- _EXTRAIT FOURNI_
18 septembre 2014, 14:14

PHILM : Dave Lombardo

Le feu sacré !

(© UDR MUSIC - DR)
 


Dave Lombardo ne fait (à nouveau) plus partie de SLAYER depuis février 2013 et parfois l’histoire aime se répéter. Car si Dave avait su rebondir en 1993 de bien belle manière en formant un GRIP INC. adulé des connaisseurs, le batteur fait peut-être aujourd’hui encore plus fort avec la sortie de « Fire From The Evening Sun », le génial deuxième album de PHILM, son power-trio qu’il est prêt à faire entrer dans une toute autre dimension ! C’est tout le mal qu’on lui souhaite et qu’on se le dise : Dave is on fire !      

 

Félicitations pour ce nouvel album de PHILM qui est vraiment très frais et réussi ! N’est-ce d’ailleurs pas trop frustrant d’être sans arrêt questionné au sujet de ton éviction de SLAYER alors que tu as sous le bras ce nouveau projet si excitant ?

- _ENREGISTREMENTS SOURCES_
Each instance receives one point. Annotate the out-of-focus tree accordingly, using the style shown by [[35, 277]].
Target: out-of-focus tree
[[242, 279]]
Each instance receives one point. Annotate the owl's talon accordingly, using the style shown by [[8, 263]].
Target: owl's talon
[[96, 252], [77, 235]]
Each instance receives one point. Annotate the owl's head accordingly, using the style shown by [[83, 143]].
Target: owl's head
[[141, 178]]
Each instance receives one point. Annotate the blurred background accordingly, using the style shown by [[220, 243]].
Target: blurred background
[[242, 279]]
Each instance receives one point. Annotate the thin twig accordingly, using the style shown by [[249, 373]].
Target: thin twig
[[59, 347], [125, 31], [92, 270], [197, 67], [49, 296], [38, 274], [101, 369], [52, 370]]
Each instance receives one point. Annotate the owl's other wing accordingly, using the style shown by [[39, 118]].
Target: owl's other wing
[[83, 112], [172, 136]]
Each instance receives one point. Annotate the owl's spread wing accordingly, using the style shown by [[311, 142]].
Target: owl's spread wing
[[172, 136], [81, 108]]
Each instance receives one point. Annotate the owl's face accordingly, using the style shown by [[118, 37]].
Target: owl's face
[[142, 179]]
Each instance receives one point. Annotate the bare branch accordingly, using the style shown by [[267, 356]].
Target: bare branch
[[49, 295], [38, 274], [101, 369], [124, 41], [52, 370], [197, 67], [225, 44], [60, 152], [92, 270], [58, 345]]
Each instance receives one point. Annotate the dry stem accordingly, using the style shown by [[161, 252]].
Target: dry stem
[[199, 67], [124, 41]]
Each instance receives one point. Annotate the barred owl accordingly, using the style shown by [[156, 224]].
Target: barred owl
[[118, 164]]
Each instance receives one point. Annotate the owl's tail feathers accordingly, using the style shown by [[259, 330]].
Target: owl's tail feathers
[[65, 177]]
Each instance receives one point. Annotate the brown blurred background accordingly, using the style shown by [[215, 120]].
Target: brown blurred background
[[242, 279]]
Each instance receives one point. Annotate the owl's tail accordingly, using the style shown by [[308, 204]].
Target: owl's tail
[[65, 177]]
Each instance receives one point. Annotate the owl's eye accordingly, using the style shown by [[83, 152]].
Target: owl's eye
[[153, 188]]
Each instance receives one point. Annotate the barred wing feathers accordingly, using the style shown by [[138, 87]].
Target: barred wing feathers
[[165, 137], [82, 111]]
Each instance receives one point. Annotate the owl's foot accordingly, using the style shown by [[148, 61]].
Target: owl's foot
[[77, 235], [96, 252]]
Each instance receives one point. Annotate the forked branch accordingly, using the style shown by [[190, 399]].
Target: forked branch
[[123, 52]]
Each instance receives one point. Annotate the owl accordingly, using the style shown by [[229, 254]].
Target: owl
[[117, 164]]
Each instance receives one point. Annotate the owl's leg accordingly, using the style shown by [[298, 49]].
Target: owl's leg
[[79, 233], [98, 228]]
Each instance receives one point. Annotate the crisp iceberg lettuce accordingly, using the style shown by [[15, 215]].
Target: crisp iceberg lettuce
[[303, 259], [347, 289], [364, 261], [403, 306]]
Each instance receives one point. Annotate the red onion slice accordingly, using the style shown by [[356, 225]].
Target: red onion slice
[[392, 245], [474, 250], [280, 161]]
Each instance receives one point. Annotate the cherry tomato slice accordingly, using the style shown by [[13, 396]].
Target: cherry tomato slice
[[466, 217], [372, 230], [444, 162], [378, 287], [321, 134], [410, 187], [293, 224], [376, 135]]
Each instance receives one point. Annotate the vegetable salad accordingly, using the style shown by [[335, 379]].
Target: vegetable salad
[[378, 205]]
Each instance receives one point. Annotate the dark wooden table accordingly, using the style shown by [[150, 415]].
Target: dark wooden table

- _CONSIGNES_
1) Dans les enregistrements, reprends tout depuis la ligne qui contient « by [[229, 254]]. » jusqu'à la fin des enregistrements, en remplaçant « Annotate » par « Mark » sans rien modifier d'autre.
2) Prolonge s'il te plaît l'article sur Dave Lombardo à partir de sa dernière phrase.
L'article sur Dave Lombardo et les enregistrements n'ont aucun lien entre eux.

- _RÉPONSES ATTENDUES_
1)
Each instance receives one point. Mark the owl accordingly, using the style shown by [[229, 254]].
Target: owl
[[117, 164]]
Each instance receives one point. Mark the owl's leg accordingly, using the style shown by [[298, 49]].
Target: owl's leg
[[79, 233], [98, 228]]
Each instance receives one point. Mark the crisp iceberg lettuce accordingly, using the style shown by [[15, 215]].
Target: crisp iceberg lettuce
[[303, 259], [347, 289], [364, 261], [403, 306]]
Each instance receives one point. Mark the red onion slice accordingly, using the style shown by [[356, 225]].
Target: red onion slice
[[392, 245], [474, 250], [280, 161]]
Each instance receives one point. Mark the cherry tomato slice accordingly, using the style shown by [[13, 396]].
Target: cherry tomato slice
[[466, 217], [372, 230], [444, 162], [378, 287], [321, 134], [410, 187], [293, 224], [376, 135]]
Each instance receives one point. Mark the vegetable salad accordingly, using the style shown by [[335, 379]].
Target: vegetable salad
[[378, 205]]
Each instance receives one point. Mark the dark wooden table accordingly, using the style shown by [[150, 415]].
Target: dark wooden table

2)
Je comprends tout à fait que l’on me pose plein de questions au sujet de SLAYER car ce groupe a une grande importance dans l’histoire de la musique. J’estime d’ailleurs qu’en ayant été un membre de SLAYER pendant si longtemps, je devrai avoir le droit d’en parler aussi librement que je le souhaite. Mais oui, c’est vraiment très frustrant d’être toujours questionné sur SLAYER et de lire des commentaires de gens me disant de passer à autre chose….Je suis passé à autre chose il y a bien longtemps maintenant ! Mais le fait de répondre à ces questions donne l’impression inverse. Que dois-je faire ? Bien que cet enfant ait aujourd’hui 30 ans, je parle là de SLAYER bien sûr, n’ai-je pas le droit de répondre aux questions que l’on me pose à son sujet ? Encore une fois, c’est frustrant mais ce sentiment vient aussi du fait que des sites comme Blabbermouth et Loudwire font beaucoup de publications en tirant à chaque fois une seule phrase de mes interviews, et cela évoque inlassablement mon départ de SLAYER. Mais c’est comme ça, et ça a beau être frustrant, je suis tout de même heureux de faire partie intégrante de l’histoire de la musique grâce à SLAYER.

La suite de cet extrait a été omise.